### Problem description
Format the lines as a numbered list, starting with the very first line and ending with the line that contains "pixel 78 381", including that line. Leave out any blank lines.
[start]
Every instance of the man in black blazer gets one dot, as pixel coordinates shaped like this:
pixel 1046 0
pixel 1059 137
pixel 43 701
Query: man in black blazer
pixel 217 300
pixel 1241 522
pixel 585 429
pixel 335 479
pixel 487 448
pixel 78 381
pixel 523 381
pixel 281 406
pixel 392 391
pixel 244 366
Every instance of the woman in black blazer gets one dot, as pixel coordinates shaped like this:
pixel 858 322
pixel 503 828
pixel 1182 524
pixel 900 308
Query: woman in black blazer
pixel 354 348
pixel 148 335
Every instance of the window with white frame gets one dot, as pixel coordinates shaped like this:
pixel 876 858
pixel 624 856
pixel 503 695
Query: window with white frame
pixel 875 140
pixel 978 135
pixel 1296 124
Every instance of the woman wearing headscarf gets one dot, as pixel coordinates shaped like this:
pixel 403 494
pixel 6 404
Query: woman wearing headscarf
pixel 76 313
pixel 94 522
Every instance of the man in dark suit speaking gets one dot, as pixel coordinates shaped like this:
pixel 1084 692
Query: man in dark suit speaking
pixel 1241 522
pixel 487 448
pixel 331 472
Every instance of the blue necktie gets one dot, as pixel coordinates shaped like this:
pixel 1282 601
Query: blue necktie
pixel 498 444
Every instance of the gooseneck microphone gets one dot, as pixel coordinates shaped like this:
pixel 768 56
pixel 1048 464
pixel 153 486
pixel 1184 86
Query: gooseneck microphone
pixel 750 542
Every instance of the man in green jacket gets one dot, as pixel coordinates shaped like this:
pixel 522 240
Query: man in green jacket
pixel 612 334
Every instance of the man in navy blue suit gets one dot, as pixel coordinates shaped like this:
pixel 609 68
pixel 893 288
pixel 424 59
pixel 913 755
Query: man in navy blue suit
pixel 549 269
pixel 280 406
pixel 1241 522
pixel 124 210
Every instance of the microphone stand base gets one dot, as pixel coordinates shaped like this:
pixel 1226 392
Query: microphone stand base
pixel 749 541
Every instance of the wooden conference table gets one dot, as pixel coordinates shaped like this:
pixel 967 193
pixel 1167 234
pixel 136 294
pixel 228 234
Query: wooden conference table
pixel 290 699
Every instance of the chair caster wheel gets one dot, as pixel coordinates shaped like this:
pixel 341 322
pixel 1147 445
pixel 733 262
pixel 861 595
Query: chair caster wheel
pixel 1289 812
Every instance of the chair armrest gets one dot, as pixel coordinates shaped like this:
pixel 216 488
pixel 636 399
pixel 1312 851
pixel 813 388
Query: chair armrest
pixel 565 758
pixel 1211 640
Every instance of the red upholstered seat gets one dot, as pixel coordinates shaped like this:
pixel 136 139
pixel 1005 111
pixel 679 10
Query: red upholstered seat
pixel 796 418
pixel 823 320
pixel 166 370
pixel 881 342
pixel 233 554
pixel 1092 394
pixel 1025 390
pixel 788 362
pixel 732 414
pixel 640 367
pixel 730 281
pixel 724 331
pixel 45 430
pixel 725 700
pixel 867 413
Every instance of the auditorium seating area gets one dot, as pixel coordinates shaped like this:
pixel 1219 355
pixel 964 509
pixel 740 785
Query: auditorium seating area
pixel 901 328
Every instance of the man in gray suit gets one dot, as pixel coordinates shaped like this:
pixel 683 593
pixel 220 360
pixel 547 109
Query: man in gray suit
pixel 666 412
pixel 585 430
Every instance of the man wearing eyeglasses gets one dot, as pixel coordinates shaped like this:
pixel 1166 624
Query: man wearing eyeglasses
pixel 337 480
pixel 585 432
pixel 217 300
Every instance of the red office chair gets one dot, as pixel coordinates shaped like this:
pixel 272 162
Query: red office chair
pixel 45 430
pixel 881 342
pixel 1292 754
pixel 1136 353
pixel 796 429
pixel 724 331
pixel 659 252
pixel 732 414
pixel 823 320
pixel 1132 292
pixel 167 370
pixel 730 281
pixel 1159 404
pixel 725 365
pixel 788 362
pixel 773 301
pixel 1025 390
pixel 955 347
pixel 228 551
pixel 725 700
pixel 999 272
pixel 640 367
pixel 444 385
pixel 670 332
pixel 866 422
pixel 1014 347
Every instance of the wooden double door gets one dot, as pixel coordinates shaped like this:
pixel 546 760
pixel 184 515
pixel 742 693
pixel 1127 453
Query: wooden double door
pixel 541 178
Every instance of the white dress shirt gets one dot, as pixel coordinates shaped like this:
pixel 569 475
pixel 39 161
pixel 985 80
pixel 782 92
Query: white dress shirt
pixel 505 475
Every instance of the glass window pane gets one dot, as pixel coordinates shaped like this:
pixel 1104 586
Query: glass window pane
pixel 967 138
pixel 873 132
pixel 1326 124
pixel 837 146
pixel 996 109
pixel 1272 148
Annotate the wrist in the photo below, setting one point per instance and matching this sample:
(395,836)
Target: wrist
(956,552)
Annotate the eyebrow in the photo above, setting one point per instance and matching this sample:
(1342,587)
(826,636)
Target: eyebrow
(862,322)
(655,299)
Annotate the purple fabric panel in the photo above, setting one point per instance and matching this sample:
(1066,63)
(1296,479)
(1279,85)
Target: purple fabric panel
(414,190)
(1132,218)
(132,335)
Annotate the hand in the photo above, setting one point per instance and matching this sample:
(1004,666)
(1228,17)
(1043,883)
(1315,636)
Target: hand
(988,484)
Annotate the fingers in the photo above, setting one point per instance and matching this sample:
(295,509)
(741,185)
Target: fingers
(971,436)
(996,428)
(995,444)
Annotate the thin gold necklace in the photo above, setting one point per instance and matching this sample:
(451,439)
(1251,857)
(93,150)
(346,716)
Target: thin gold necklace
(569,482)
[end]
### Answer for this exercise
1. Every instance of the man in black blazer gets one dot, as pixel coordinates shaped like this:
2. pixel 1046 0
3. pixel 1059 137
4. pixel 43 701
5. Query: man in black blazer
6. pixel 217 300
7. pixel 1241 522
8. pixel 585 429
9. pixel 335 479
10. pixel 487 448
11. pixel 78 381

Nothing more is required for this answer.